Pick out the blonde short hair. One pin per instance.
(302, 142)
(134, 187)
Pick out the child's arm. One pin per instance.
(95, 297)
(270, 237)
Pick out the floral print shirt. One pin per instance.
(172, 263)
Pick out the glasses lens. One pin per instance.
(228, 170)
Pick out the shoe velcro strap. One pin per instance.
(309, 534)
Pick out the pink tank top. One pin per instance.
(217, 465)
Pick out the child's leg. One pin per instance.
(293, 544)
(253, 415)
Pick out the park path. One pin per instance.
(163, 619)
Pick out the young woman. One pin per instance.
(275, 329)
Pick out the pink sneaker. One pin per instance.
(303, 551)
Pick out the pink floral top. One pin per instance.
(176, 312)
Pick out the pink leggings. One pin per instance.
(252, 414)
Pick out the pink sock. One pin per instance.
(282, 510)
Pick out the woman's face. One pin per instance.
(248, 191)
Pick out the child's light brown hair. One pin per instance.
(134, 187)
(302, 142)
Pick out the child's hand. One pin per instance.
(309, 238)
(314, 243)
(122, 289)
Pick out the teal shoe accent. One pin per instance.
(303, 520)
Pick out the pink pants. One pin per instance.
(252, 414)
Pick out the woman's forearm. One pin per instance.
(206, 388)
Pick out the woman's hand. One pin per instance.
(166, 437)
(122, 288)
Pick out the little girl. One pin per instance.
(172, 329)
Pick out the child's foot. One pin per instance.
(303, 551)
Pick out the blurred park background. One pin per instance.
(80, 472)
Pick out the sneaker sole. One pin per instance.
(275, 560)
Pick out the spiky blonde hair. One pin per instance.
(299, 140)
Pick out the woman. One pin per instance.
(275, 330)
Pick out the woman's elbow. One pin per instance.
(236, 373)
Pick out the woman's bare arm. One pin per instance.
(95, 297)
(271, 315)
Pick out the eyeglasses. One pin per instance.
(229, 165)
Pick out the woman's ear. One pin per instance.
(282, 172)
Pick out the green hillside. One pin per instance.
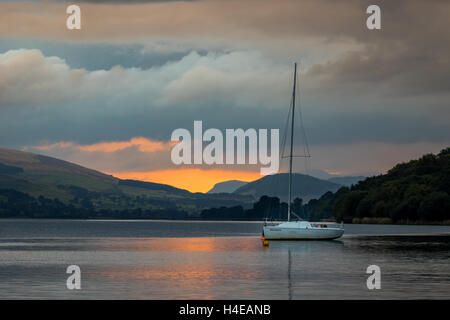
(414, 192)
(31, 183)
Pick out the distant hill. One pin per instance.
(30, 181)
(227, 186)
(303, 186)
(346, 180)
(414, 192)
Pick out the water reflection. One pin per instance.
(225, 268)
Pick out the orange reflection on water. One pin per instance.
(183, 244)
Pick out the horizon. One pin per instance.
(109, 95)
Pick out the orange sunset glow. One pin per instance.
(194, 180)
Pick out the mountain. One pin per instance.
(347, 181)
(227, 186)
(414, 192)
(30, 181)
(303, 186)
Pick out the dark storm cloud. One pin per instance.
(359, 86)
(93, 56)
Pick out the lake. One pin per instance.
(217, 260)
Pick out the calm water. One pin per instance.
(217, 260)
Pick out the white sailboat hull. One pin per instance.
(300, 231)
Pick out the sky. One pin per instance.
(109, 96)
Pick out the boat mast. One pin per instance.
(292, 142)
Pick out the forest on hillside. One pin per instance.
(412, 192)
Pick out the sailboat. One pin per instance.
(300, 229)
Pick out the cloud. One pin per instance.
(145, 69)
(142, 144)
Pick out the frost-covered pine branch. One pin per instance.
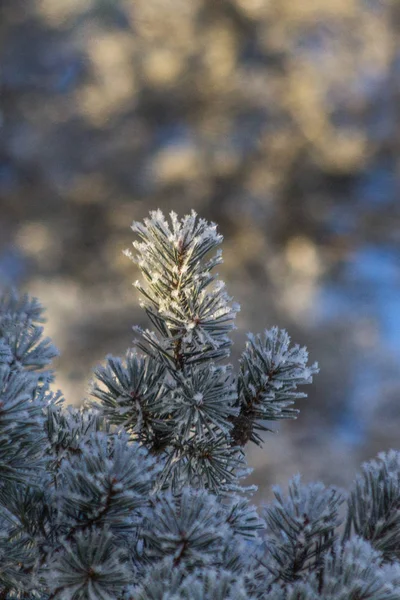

====

• [Directions] Count the lines in the items above that contain the string "water", matching case exactly, and reply with only that number.

• [Result] 3